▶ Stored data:

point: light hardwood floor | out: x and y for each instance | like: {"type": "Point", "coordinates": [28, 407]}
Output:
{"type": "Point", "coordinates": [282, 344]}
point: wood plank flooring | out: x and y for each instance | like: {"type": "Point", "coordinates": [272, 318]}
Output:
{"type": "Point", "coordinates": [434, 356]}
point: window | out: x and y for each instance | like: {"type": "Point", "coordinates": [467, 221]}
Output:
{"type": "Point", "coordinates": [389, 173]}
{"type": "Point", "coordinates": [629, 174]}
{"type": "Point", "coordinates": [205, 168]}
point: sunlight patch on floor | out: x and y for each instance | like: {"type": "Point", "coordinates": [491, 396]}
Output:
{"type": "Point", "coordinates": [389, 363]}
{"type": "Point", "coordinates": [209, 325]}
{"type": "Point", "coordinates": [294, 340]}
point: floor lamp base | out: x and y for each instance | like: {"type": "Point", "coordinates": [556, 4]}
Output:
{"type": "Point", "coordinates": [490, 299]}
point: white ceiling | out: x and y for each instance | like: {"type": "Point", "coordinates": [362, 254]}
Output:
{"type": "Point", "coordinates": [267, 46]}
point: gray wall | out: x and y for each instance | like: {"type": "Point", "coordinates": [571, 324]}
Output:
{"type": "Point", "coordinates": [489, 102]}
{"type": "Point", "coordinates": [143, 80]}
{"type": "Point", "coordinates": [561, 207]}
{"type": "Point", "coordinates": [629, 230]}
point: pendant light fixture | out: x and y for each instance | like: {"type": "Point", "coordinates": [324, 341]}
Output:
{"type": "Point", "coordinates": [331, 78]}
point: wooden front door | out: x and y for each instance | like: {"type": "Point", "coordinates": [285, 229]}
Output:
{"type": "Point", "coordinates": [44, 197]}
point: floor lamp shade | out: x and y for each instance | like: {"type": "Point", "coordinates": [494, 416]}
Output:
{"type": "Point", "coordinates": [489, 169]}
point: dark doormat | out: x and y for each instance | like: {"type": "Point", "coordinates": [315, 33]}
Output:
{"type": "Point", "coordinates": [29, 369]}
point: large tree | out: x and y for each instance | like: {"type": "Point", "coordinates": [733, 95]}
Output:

▶ Work to do: Starting at the line that contains "point: floor lamp shade" and ending at the last line of the records, write every line out again. Add 6 to each coordinate listed under an "Output:" line, and leave the coordinates after "like:" unchanged.

▶ The answer:
point: floor lamp shade | out: x and y for each instance | like: {"type": "Point", "coordinates": [494, 416]}
Output:
{"type": "Point", "coordinates": [495, 175]}
point: dark doormat | out: x and y for each instance | like: {"type": "Point", "coordinates": [315, 33]}
Output:
{"type": "Point", "coordinates": [35, 375]}
point: large tree | out: x and y for each instance | like: {"type": "Point", "coordinates": [733, 95]}
Output:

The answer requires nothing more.